We don’t need tbb-dist-url.txt — we’d hardcode the permanent mirror on archive.torproject.org as the place to fetch the tarballs from. The tarballs would be fetched into a gitignored ./tmp directory, but only if they do not already exist there, so at release time when the tarballs aren’t in the permanent mirror we’d just manually fetch them from the temporary hosting place the TBB team put them.

To prepare the source for a new Tor Browser version we would:
1. update the checksums in tbb-sha256sums.txt
2. Run the update.sh helper script
3. Create a new entry in debian/changelog
4. git commit -a -m ...
5. git tag $VERSION ...

Build the package would be as simple as git-buildpackage or pdebuild or whatever.

If someone wants to verify that the TBB-parts (i.e. the “sources”) for a given tag are legit, the only have to verify the checksums in tbb-sha256sums.txt and then run the download_and_verify_files helper script, and make sure that no files are different, i.e. git status reports no change.
━━━
**PROBLEMS TO WORK ON:**
1/ Answer these questions from the Tor Browser packaging notes, one answer per line, marked (a), (b), (c) like the questions.
(a) Into which directory would the tarballs be fetched?
(b) What is the third step in preparing the source for a new Tor Browser version?
(c) Which command should report no change when someone verifies the TBB parts for a tag?
2/ Reproduce word for word the stretch of the Tor Browser packaging notes from "Build the package" through "reports no change.".
━━━
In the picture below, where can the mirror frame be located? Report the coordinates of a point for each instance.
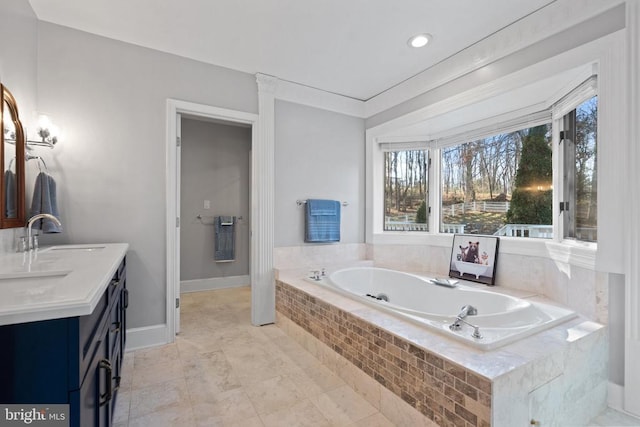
(19, 220)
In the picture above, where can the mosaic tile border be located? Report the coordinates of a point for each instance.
(442, 391)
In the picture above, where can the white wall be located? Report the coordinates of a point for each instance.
(319, 155)
(598, 40)
(110, 98)
(214, 167)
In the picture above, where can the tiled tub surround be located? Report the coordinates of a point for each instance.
(558, 377)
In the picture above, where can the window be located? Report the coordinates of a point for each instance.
(528, 173)
(406, 190)
(579, 147)
(500, 185)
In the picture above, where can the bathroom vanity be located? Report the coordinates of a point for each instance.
(63, 329)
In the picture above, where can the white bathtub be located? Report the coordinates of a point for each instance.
(501, 319)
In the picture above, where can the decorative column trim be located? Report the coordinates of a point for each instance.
(263, 291)
(632, 276)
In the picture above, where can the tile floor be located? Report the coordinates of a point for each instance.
(221, 371)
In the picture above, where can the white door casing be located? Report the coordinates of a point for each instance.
(259, 196)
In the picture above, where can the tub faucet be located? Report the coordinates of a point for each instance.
(466, 310)
(30, 246)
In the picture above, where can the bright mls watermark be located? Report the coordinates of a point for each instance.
(34, 415)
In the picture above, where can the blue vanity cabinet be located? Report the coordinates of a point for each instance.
(74, 360)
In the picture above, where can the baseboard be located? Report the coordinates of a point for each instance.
(616, 396)
(198, 285)
(147, 336)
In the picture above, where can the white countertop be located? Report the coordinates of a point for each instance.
(57, 281)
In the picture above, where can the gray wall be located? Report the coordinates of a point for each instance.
(18, 71)
(214, 167)
(319, 154)
(110, 98)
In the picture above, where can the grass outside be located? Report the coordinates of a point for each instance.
(477, 222)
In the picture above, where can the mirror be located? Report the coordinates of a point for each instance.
(12, 157)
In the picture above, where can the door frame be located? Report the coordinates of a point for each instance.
(176, 109)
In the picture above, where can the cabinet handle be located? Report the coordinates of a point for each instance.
(105, 364)
(117, 327)
(118, 378)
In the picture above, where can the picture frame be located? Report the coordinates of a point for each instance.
(474, 257)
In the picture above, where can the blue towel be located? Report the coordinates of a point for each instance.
(45, 201)
(225, 239)
(322, 221)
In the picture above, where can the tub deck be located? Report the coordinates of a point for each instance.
(445, 380)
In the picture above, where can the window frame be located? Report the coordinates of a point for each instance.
(396, 148)
(560, 110)
(580, 253)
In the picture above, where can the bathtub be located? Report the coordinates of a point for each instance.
(500, 319)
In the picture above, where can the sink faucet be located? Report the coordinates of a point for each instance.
(29, 246)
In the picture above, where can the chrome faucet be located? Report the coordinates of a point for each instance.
(466, 310)
(30, 246)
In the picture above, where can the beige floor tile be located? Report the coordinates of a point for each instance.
(167, 395)
(205, 388)
(222, 371)
(274, 394)
(301, 414)
(224, 409)
(375, 420)
(314, 380)
(152, 356)
(155, 373)
(180, 416)
(249, 422)
(343, 406)
(123, 403)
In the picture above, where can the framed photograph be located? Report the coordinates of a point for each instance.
(474, 257)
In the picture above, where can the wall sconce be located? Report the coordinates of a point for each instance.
(47, 131)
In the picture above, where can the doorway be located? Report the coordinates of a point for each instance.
(175, 111)
(214, 204)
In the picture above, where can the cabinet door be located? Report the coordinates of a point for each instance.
(95, 395)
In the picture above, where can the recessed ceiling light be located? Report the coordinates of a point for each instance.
(419, 40)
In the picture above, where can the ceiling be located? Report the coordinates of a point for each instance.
(355, 48)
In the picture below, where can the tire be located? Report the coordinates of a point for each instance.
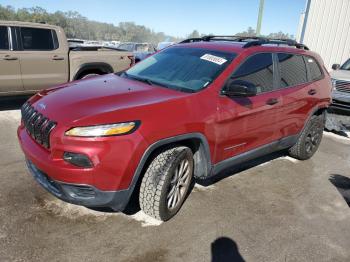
(162, 193)
(310, 139)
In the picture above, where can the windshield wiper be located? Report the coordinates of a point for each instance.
(144, 80)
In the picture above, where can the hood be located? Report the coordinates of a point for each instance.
(95, 96)
(341, 74)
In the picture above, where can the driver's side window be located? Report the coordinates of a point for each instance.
(258, 70)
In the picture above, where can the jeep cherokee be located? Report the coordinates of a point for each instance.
(187, 112)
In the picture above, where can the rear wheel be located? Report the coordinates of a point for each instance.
(309, 140)
(166, 182)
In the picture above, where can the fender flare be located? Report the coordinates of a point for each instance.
(204, 148)
(100, 66)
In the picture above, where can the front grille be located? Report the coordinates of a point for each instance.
(342, 86)
(38, 126)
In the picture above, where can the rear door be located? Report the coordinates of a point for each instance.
(297, 93)
(44, 62)
(10, 71)
(251, 122)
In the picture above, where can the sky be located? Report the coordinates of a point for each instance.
(181, 17)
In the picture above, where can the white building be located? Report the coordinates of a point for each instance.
(325, 28)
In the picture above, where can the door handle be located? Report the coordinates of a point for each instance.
(57, 58)
(312, 92)
(10, 58)
(272, 101)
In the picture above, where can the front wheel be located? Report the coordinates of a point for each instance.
(310, 139)
(166, 182)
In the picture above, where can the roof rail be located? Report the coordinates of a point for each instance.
(288, 42)
(251, 40)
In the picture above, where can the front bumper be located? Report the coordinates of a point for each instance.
(84, 195)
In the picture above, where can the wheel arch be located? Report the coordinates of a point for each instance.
(197, 142)
(101, 67)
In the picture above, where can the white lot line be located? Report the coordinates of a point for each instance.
(199, 187)
(338, 137)
(63, 209)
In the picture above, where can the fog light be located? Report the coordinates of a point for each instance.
(76, 159)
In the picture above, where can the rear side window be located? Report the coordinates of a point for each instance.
(292, 70)
(37, 39)
(258, 70)
(314, 68)
(4, 38)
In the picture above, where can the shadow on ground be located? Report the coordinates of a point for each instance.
(12, 103)
(133, 206)
(342, 183)
(225, 249)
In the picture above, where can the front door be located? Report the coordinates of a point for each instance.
(10, 70)
(247, 123)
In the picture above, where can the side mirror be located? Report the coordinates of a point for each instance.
(335, 66)
(239, 88)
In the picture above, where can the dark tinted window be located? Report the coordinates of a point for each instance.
(258, 69)
(37, 39)
(314, 68)
(4, 40)
(293, 70)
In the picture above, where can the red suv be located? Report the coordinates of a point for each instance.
(189, 111)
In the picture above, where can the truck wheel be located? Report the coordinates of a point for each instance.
(309, 140)
(166, 182)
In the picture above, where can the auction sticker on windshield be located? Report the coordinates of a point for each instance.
(214, 59)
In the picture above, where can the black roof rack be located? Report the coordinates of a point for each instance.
(250, 40)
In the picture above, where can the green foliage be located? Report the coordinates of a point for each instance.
(78, 26)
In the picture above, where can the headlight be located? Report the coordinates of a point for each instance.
(103, 130)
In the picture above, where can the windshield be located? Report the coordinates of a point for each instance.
(346, 65)
(184, 69)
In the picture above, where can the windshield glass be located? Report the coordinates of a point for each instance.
(185, 69)
(346, 65)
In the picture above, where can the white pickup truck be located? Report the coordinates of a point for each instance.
(36, 56)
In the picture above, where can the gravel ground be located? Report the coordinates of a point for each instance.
(274, 209)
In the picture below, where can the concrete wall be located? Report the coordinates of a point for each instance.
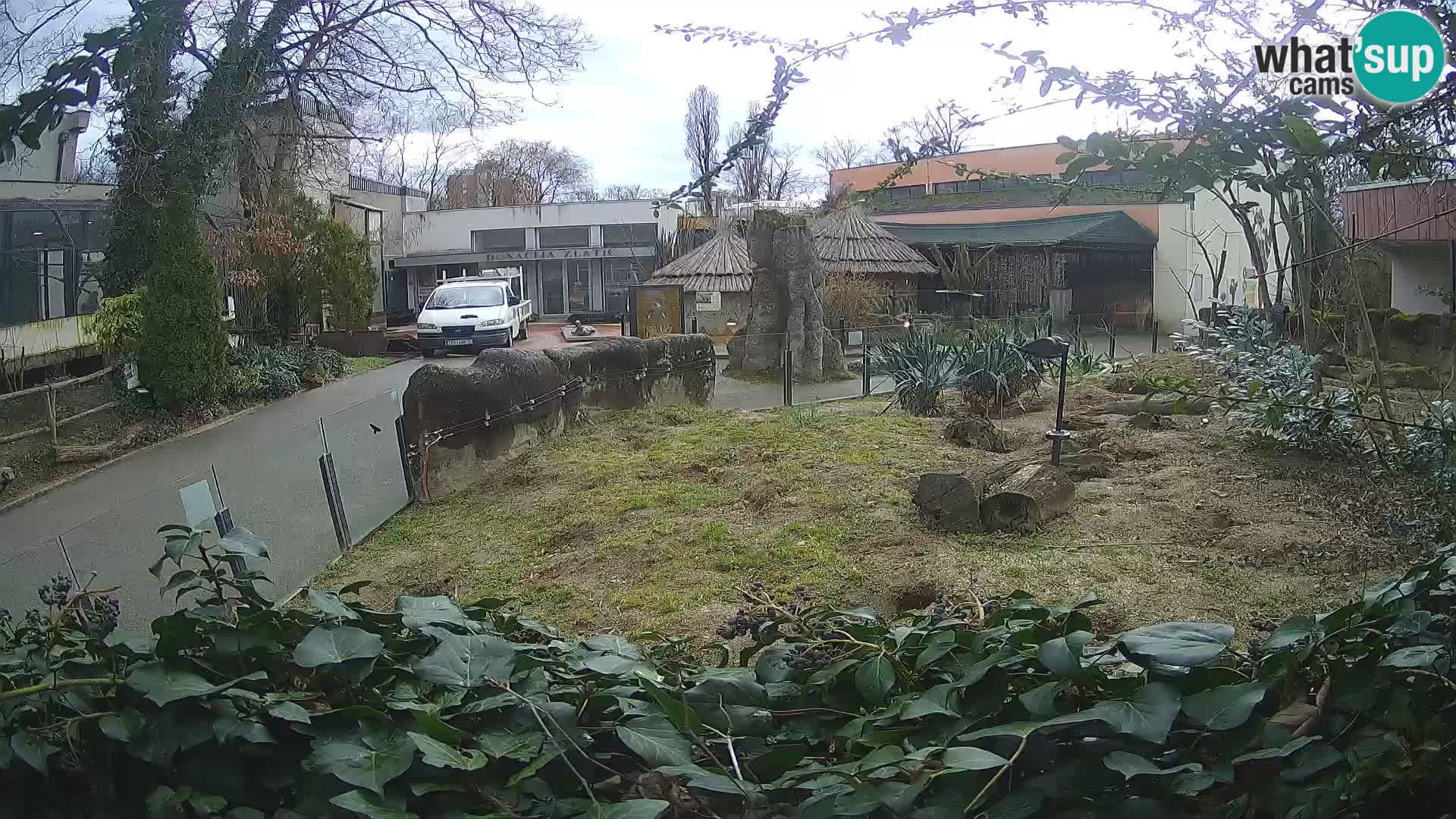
━━━
**TASK ANSWERS:**
1/
(a) A gitignored ./tmp directory.
(b) Create a new entry in debian/changelog.
(c) git status.

2/
Build the package would be as simple as git-buildpackage or pdebuild or whatever.

If someone wants to verify that the TBB-parts (i.e. the “sources”) for a given tag are legit, the only have to verify the checksums in tbb-sha256sums.txt and then run the download_and_verify_files helper script, and make sure that no files are different, i.e. git status reports no change.